== Recorded data ==

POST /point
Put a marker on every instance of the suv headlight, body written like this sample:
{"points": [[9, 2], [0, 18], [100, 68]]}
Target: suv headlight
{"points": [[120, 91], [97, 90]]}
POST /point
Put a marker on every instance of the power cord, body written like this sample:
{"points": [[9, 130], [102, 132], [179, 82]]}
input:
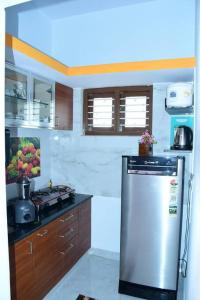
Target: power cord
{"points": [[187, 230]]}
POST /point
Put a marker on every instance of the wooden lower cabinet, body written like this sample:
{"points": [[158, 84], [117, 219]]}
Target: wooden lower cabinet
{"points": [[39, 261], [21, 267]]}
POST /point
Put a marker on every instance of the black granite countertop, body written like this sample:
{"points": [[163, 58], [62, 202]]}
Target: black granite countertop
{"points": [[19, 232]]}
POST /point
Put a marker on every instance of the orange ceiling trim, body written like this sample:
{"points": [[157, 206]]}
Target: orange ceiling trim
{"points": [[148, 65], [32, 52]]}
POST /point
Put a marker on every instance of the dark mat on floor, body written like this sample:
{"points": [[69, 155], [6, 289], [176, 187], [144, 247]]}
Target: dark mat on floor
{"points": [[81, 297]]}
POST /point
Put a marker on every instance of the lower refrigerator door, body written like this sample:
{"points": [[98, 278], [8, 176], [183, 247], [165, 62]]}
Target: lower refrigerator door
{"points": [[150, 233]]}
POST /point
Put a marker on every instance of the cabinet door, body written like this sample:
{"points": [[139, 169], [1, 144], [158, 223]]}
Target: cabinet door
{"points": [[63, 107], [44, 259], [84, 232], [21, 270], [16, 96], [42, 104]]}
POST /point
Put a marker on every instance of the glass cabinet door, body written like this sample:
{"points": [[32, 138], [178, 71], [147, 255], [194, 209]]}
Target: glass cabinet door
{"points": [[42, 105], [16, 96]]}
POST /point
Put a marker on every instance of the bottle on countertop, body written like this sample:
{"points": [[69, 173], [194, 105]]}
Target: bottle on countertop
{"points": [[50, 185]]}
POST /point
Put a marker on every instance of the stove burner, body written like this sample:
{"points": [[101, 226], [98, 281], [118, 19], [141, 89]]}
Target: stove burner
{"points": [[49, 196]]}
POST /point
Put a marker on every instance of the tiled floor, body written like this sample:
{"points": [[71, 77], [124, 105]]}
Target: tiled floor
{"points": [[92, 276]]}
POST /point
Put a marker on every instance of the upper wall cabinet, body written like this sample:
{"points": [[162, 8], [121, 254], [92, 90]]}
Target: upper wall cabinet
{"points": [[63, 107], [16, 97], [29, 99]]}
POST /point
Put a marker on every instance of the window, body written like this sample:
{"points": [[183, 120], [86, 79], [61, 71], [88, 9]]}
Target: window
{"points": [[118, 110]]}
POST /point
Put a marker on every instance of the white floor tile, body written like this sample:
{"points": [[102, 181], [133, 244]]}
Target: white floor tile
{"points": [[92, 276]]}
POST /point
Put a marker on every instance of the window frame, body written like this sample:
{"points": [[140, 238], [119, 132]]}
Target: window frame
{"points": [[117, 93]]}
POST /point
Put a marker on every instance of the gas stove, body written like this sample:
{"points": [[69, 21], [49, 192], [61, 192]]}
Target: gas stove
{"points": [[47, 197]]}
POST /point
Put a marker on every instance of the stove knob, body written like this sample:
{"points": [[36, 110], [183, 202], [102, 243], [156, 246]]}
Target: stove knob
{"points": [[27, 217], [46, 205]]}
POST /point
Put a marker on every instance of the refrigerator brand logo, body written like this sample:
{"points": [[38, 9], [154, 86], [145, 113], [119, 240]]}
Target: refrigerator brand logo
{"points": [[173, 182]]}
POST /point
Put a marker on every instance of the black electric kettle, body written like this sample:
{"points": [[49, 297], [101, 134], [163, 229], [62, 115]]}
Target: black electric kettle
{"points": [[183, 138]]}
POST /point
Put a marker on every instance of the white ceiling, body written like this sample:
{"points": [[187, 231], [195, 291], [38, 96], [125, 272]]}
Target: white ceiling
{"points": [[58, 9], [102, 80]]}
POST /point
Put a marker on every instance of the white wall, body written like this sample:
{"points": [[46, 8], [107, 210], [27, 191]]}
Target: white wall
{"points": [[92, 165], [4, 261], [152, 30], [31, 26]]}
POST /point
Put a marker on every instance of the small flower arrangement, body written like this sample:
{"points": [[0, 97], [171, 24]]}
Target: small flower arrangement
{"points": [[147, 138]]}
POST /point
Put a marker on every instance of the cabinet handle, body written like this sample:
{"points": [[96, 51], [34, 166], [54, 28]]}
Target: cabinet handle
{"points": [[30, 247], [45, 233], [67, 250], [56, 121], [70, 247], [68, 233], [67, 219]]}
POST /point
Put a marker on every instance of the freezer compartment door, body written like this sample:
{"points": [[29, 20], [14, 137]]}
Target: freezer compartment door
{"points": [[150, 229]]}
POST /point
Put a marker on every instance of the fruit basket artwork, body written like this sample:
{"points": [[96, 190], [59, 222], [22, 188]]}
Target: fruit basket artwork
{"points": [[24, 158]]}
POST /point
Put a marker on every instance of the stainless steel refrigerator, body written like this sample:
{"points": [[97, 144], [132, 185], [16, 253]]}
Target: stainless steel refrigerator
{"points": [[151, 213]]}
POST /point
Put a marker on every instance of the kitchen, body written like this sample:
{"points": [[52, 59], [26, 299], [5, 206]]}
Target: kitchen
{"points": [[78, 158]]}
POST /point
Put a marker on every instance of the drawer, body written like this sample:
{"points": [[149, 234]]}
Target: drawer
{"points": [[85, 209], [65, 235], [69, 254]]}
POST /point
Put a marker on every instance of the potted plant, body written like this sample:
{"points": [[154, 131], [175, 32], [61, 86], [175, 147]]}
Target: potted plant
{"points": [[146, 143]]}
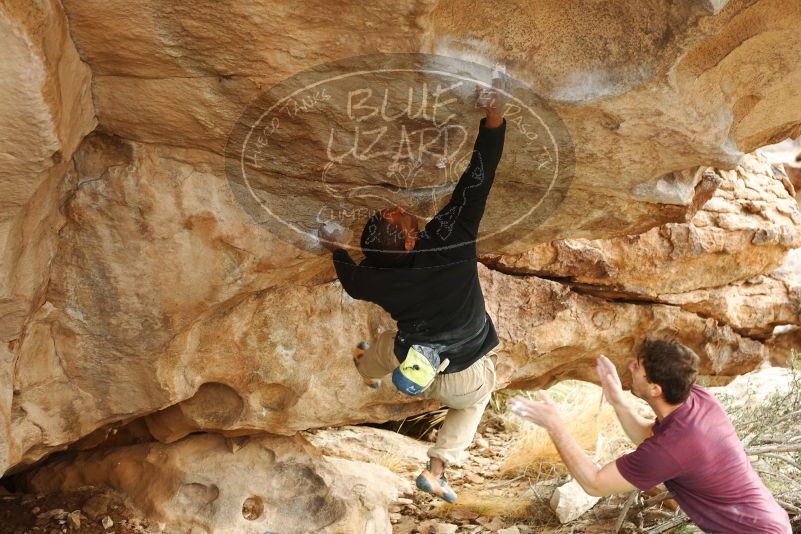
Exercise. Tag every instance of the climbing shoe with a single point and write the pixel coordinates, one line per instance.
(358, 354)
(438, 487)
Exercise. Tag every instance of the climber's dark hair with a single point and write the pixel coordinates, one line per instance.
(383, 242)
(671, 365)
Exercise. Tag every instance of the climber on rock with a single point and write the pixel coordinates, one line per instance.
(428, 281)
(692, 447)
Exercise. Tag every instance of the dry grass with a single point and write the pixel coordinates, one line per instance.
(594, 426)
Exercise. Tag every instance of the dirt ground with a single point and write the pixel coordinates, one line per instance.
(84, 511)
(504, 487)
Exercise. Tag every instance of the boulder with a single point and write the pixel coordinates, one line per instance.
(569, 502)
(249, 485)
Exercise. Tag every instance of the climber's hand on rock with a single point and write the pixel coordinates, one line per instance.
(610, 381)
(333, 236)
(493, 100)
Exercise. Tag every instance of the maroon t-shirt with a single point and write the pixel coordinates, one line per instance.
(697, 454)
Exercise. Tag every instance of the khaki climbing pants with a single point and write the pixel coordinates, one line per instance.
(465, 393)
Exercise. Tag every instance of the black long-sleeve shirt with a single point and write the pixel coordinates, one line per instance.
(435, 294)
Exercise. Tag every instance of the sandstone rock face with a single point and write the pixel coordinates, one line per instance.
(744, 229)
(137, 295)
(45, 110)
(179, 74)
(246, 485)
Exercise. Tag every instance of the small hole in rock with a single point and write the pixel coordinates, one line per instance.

===

Each record above must be retyped exactly. Omit the pictures.

* [Answer for the task]:
POST /point
Put a marker on every instance of the suv headlight, body written like this sample:
{"points": [[9, 2], [0, 18], [100, 68]]}
Target: suv headlight
{"points": [[120, 91], [97, 90]]}
POST /point
Put a marker on every instance of the power cord, body written like this sample:
{"points": [[9, 130], [102, 132], [179, 82]]}
input:
Target: power cord
{"points": [[187, 230]]}
POST /point
Put a marker on every instance of the wooden lower cabinet, body written like this sample:
{"points": [[158, 84], [117, 219]]}
Target: wooden lower cabinet
{"points": [[39, 261], [21, 267]]}
POST /point
Put a marker on every instance of the black granite countertop, body written like this sample:
{"points": [[163, 58], [62, 202]]}
Target: black granite countertop
{"points": [[19, 232]]}
POST /point
Put a marker on every instance of the orange ceiling trim, body written like this sample:
{"points": [[157, 206]]}
Target: orange ceiling trim
{"points": [[148, 65], [32, 52]]}
POST /point
Put a marker on every instance of the dark mat on floor, body written like this sample:
{"points": [[69, 155], [6, 289], [176, 187], [144, 247]]}
Target: dark mat on floor
{"points": [[81, 297]]}
POST /point
Put a marker on every instance of the lower refrigerator door, body written like this sample:
{"points": [[98, 278], [8, 176], [183, 247], [165, 62]]}
Target: lower refrigerator door
{"points": [[150, 233]]}
POST /point
Put a marker on every instance of the cabinet door, body written like this sample:
{"points": [[139, 169], [1, 144], [158, 223]]}
Target: cabinet door
{"points": [[63, 107], [44, 259], [84, 232], [21, 270], [16, 96], [42, 104]]}
POST /point
Put a marker on every instance of the glass cabinet door, body written like this sample:
{"points": [[32, 138], [178, 71], [147, 255], [194, 209]]}
Target: glass cabinet door
{"points": [[42, 105], [16, 96]]}
POST /point
Put a marker on every instance of the bottle on countertop, body written like this sample:
{"points": [[69, 173], [194, 105]]}
Target: bottle on countertop
{"points": [[50, 185]]}
POST /point
Put a marker on every instance of the stove burner, body written like this sample:
{"points": [[101, 226], [98, 281], [118, 19], [141, 89]]}
Target: stove burner
{"points": [[49, 196]]}
POST /point
Put a marker on every instance of the tiled floor, body written like this sample:
{"points": [[71, 77], [124, 105]]}
Target: tiled floor
{"points": [[92, 276]]}
POST /point
Put a marker on every instance of the upper wall cabinet, body written like this sample:
{"points": [[162, 8], [121, 254], [92, 90]]}
Target: upper wall cabinet
{"points": [[63, 107], [16, 97], [29, 99]]}
POST /point
Put a marker on every instance of the window, body written like this sample:
{"points": [[183, 120], [86, 79], [61, 71], [88, 9]]}
Target: window
{"points": [[118, 110]]}
POST /point
Put a marker on every instance of the white floor tile, body written like this sample:
{"points": [[102, 181], [133, 244]]}
Target: white floor tile
{"points": [[92, 276]]}
POST /point
Put a marker on every instance of the window frame, body written like this sample:
{"points": [[140, 238], [119, 132]]}
Target: window frame
{"points": [[117, 93]]}
POST /point
Put a marker on every instance of the gas stove, body written like this sample:
{"points": [[69, 21], [49, 192], [61, 192]]}
Target: gas stove
{"points": [[47, 197]]}
POST /point
Put a marker on every instance of the stove knob, body written like this sample:
{"points": [[36, 110], [183, 202], [102, 243], [156, 246]]}
Target: stove knob
{"points": [[27, 217], [46, 205]]}
POST /point
Put a marker on every instance of the refrigerator brand logo, body written like this sample:
{"points": [[38, 9], [154, 86], [145, 113], [119, 240]]}
Target: refrigerator brand logo
{"points": [[173, 182]]}
POST /point
Put a marker on every instance of the black electric kettle, body written like this sample:
{"points": [[49, 297], [101, 134], [163, 229], [62, 115]]}
Target: black electric kettle
{"points": [[183, 138]]}
POST /point
Put a marker on every instance of the white ceiling, body written like this sample:
{"points": [[187, 231], [195, 291], [38, 96], [125, 272]]}
Target: white ceiling
{"points": [[58, 9], [102, 80]]}
POST /point
Put a marker on every instance of the white wall, body written like this sample:
{"points": [[46, 8], [107, 210], [27, 191]]}
Target: white wall
{"points": [[92, 165], [4, 261], [152, 30], [31, 26]]}
POST /point
Put a marker on every instance of the small flower arrangement, body written like this sample:
{"points": [[0, 97], [171, 24]]}
Target: small flower arrangement
{"points": [[147, 138]]}
POST /point
Put a marker on every instance of the cabinet handle, body written like this sample:
{"points": [[96, 51], [34, 166], [54, 28]]}
Target: cabinet handle
{"points": [[30, 247], [45, 233], [67, 250], [56, 121], [70, 247], [68, 233], [67, 219]]}
POST /point
Put a marker on every instance of the freezer compartment door, body written like this sample:
{"points": [[29, 20], [14, 137]]}
Target: freezer compartment door
{"points": [[150, 229]]}
POST /point
Put a marker on every instance of the fruit basket artwork, body written like this sample:
{"points": [[96, 190], [59, 222], [22, 188]]}
Target: fruit basket artwork
{"points": [[24, 158]]}
POST /point
Put a marker on every instance of the stainless steel refrigerator, body written like this sample:
{"points": [[97, 144], [132, 185], [16, 253]]}
Target: stainless steel refrigerator
{"points": [[151, 213]]}
POST /point
Put a marker on every instance of the kitchen, body written like this sample:
{"points": [[52, 59], [26, 299], [5, 206]]}
Target: kitchen
{"points": [[78, 158]]}
POST /point
Put a marker on every instance of the drawer, body written like this sample:
{"points": [[149, 234]]}
Target: drawer
{"points": [[85, 209], [65, 235], [69, 254]]}
POST /point
Put a marker on every instance of the potted plant, body written like this sample:
{"points": [[154, 131], [175, 32], [61, 86], [175, 147]]}
Target: potted plant
{"points": [[146, 143]]}
Exercise. Tag every instance of the climbing shoe with a single point and write the pixel coordinates, one line per instance.
(358, 354)
(438, 487)
Exercise. Tag every instance of the climber's dark hair with a single point and write the pixel coordinates, one line per instance.
(383, 242)
(671, 365)
Exercise. Tag every instance of the climber on rock with a single point and write the pixel coordinates, one line per instance.
(428, 281)
(692, 447)
Exercise. Tag every instance of the dry grass with a single point and write the pixel coordinates, one line per instance.
(594, 426)
Exercise. Tag every instance of the dirt ground with a single point and write the pixel coordinates, one line per instance.
(84, 511)
(504, 487)
Exercise. Tag every instance of the boulder with a single point and write the pixel coordinates, one line per instance.
(569, 502)
(249, 485)
Exercise. Tag every instance of the climber's hand on rock with a single point and write the pixel coordinates, one line per instance.
(610, 381)
(333, 236)
(493, 100)
Exercise. Tag every instance of the maroon t-shirt with a single point and write the pixel coordinates, one line per instance.
(697, 454)
Exercise. Tag every instance of the khaki climbing pants with a single point and write the pixel coordinates, one line per instance.
(465, 393)
Exercise. Tag every instance of the black long-sleeve shirt with a single point and write the pixel coordinates, one line per instance.
(435, 294)
Exercise. Tag every instance of the sandstone rock face with a single point and write the pixel coordinates, one line per instance.
(744, 229)
(137, 295)
(45, 110)
(179, 74)
(246, 485)
Exercise. Tag every instance of the small hole in rock with a single point and write the pixel coordinates, one line per instance.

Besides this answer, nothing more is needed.